[Stored data entries]
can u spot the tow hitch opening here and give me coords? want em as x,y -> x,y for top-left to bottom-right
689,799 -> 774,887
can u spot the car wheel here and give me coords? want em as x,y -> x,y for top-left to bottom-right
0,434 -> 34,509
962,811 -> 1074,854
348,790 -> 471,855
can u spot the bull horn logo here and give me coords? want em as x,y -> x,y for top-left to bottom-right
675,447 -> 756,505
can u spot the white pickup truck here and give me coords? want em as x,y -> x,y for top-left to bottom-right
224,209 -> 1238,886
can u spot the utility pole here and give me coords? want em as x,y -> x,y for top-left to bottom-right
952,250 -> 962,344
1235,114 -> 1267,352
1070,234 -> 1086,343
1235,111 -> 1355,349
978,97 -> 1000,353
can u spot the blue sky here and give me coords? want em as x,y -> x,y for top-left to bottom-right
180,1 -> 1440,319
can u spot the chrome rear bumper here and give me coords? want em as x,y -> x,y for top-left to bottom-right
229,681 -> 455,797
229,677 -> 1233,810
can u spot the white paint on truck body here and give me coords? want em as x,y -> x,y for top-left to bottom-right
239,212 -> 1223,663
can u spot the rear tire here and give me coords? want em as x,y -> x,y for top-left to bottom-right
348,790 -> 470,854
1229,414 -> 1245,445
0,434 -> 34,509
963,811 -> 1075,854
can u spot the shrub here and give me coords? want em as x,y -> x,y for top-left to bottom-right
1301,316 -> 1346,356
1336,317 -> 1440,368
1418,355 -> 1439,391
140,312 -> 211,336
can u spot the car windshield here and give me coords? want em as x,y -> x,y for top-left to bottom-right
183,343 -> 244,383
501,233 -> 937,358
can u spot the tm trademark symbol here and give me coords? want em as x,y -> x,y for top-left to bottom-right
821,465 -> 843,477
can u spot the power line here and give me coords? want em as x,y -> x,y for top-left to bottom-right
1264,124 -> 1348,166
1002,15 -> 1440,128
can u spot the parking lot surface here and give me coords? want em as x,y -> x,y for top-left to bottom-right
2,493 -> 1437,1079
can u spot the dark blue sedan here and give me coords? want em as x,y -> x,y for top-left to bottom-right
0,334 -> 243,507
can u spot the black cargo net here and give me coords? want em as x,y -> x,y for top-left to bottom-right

- WORK INSTRUCTIONS:
Only those lines running from the one containing "can u spot the dark" through the last line of the data above are to be copied, exactly, with both ends included.

- ANSWER SPACE:
can u spot the dark blue sedan here and give me coords? want em as x,y -> x,y for top-left to bottom-right
0,334 -> 243,507
can u spot the black cargo net here and give me coords? want em as x,y -> x,y for top-left to bottom-right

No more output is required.